--- QUOTED TEXT ---
■ ■ ■ ■ ■

As Star Wars fans rally around Kelly Marie Tran, so too is her Last Jedi costar Mark Hamill.

Kelly Marie Tran has had to endure more than most rising stars in Hollywood these days. In 2015, she was cast in the role of Resistance maintenance mechanic Rose Tico in Star Wars: The Last Jedi, a dream role that would roll over into The Rise of Skywalker, which premiered in December 2019. After The Last Jedi hit theaters, however, the actress faced a barrage of online hate aimed at her appearance and ethnicity. In the aftermath, she deleted her social media presence entirely and moved away from the spotlight.

In a new interview for The Hollywood Reporter, ahead of Tran's reemergence as the voice of adventuring heroine Raya in Disney's animated Raya and the Last Dragon, the 32-year-old speaks about that time in her life, which she describes as if she "fell in love very publicly and then very publicly had an embarrassingly horrible breakup."

"What's interesting to me about working in this industry is that certain things become so public, even if you don't really mean them to be, [like] the succession of events in which I left the internet for my own sanity," Tran said. "It was basically me being like, 'Oh, this isn't good for my mental health. I'm obviously going to leave this.'"

■ ■ ■ ■ ■

--- MATERIAL SHOWN ---
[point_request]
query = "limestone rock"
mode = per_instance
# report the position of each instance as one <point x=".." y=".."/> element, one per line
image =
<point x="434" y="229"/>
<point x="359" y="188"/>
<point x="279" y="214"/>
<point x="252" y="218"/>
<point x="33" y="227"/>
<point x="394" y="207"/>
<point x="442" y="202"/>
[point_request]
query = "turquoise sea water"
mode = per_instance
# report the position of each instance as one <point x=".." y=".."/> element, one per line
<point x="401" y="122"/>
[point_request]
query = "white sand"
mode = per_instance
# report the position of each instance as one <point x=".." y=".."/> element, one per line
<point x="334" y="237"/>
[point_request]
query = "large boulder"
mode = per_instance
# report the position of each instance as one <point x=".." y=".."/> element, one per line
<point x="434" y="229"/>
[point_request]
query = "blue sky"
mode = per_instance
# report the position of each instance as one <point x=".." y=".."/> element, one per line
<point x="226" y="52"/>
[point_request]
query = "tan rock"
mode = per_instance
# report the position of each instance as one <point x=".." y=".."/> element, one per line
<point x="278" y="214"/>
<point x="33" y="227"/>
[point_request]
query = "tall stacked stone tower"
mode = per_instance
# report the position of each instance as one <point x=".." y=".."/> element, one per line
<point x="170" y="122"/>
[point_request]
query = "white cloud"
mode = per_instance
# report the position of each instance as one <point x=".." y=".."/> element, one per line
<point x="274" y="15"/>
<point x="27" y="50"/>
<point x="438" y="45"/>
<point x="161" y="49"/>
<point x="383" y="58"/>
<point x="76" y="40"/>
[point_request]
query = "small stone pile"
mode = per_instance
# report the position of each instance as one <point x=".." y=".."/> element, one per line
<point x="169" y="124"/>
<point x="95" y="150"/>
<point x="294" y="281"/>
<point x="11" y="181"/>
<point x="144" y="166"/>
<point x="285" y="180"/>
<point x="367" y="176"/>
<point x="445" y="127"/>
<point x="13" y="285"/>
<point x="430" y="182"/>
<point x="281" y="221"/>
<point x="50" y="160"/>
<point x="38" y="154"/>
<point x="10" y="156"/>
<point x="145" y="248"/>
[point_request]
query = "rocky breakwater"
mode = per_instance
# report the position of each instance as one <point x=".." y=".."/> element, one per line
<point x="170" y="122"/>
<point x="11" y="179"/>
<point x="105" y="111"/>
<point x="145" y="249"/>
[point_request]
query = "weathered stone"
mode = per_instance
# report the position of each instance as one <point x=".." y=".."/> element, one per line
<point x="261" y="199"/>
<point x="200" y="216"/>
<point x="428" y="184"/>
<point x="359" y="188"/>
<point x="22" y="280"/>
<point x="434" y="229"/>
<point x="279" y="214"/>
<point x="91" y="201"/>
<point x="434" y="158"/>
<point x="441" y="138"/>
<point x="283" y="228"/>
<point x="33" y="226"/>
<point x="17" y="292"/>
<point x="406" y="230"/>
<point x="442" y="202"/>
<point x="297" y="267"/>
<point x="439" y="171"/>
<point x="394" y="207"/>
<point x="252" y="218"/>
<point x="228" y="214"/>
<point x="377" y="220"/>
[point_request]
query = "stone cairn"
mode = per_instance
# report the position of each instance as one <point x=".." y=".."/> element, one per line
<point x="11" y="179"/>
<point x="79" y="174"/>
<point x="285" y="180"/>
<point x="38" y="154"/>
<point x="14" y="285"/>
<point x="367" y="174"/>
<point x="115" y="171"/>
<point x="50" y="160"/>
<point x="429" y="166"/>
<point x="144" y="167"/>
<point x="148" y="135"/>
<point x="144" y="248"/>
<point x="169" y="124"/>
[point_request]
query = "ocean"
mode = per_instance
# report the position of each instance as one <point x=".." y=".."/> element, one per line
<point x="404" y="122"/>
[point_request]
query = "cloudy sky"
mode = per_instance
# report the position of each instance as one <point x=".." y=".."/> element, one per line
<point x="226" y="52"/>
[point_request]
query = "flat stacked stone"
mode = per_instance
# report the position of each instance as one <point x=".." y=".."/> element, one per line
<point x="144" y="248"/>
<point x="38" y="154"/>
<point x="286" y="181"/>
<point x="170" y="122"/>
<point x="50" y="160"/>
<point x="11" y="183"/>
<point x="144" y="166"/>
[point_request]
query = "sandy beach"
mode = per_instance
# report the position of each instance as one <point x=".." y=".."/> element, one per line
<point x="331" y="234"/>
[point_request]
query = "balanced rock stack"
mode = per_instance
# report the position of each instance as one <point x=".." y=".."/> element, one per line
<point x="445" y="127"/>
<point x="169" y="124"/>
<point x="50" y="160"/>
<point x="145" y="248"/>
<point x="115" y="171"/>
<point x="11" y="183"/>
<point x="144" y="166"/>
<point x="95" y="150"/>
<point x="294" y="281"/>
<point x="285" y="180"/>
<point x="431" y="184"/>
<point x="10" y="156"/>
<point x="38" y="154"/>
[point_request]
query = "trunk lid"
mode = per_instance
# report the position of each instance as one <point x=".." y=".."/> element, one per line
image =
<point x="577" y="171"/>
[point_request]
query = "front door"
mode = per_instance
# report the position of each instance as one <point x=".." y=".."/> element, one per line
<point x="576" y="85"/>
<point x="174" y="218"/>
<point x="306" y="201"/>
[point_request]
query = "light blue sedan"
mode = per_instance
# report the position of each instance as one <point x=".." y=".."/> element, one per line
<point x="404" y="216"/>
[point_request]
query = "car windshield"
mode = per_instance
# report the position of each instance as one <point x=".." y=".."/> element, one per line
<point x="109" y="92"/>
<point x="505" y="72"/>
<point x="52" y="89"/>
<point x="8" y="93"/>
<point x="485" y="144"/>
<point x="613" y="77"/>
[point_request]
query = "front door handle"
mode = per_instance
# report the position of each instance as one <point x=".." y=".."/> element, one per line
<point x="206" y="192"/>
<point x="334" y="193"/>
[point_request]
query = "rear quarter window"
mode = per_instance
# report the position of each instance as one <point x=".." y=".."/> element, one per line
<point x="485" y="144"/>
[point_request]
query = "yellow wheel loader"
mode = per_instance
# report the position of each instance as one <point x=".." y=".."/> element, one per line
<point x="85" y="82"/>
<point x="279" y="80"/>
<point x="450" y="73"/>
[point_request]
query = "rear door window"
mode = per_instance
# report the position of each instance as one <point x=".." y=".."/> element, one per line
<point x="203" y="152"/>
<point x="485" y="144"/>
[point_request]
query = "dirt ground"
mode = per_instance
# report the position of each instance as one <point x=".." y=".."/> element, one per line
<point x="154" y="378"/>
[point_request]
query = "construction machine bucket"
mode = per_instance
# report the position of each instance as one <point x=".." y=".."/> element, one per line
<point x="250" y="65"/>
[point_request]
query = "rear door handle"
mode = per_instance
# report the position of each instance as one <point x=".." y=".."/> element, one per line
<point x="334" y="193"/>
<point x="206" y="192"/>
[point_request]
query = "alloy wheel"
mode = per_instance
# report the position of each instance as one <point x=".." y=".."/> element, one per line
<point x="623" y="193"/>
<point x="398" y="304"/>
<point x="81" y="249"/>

■ ■ ■ ■ ■

--- REQUIREMENTS ---
1. Answer these questions using the Kelly Marie Tran article:
(a) In what year was Tran cast as Rose Tico, and what is that character's job?
(b) Which character does Tran voice in Disney's animated Raya and the Last Dragon?
(c) For what reason does Tran say she left the internet?
2. For each statement, say whether it agrees with the Kelly Marie Tran article. Answer yes or no, and quote the words from the article that decide it.
(a) The Rise of Skywalker premiered in December 2019.
(b) Tran kept her social media accounts after the online hate.
(c) The new interview was given to The Hollywood Reporter.

--- THE SOLUTIONS ---
1.
(a) She was cast in 2015, and Rose Tico is a Resistance maintenance mechanic.
(b) She voices the adventuring heroine Raya.
(c) She says she left it for her own sanity.

2.
(a) Yes: "The Rise of Skywalker, which premiered in December 2019"
(b) No: "she deleted her social media presence entirely"
(c) Yes: "In a new interview for The Hollywood Reporter"